Work out how many lines in the records contain the word "stainless", and give that number alone.

§ Excerpted records
--- START ---
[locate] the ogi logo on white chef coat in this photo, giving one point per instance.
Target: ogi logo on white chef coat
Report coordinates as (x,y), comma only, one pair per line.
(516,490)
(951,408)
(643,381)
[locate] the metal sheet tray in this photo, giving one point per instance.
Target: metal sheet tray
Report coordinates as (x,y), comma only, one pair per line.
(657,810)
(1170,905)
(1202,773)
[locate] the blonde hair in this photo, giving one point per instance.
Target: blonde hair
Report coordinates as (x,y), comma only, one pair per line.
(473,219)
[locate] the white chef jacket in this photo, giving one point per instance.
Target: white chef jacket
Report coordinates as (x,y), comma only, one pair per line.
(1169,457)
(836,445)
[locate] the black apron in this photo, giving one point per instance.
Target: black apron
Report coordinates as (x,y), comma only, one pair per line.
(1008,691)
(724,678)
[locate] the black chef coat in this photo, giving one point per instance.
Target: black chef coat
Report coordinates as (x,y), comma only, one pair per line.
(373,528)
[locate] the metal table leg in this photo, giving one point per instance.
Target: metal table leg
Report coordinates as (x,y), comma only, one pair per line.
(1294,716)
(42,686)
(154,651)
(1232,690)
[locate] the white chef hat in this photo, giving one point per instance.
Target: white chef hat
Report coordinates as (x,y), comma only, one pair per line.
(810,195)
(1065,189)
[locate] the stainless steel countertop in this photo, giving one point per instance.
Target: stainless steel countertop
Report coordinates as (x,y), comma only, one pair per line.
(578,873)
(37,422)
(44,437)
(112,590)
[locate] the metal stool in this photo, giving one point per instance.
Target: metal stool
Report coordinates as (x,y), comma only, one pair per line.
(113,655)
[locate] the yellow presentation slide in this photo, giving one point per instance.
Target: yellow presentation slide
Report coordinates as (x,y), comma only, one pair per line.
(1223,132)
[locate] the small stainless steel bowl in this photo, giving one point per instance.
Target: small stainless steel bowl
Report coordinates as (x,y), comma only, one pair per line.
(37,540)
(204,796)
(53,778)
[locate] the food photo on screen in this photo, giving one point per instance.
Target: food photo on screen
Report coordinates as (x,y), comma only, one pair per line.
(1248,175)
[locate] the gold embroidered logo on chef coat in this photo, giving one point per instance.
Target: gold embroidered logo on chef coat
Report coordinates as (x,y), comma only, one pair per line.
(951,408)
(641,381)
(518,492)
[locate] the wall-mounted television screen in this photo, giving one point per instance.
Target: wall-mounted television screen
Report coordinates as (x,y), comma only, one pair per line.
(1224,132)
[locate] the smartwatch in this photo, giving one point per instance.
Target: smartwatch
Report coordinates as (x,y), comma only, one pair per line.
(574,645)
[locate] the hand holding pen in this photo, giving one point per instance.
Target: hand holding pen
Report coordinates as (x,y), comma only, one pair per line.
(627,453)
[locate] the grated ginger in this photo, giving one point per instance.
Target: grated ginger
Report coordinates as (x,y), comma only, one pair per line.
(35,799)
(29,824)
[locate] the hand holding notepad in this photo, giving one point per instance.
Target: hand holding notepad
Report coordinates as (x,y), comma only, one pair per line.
--- END ---
§ Answer box
4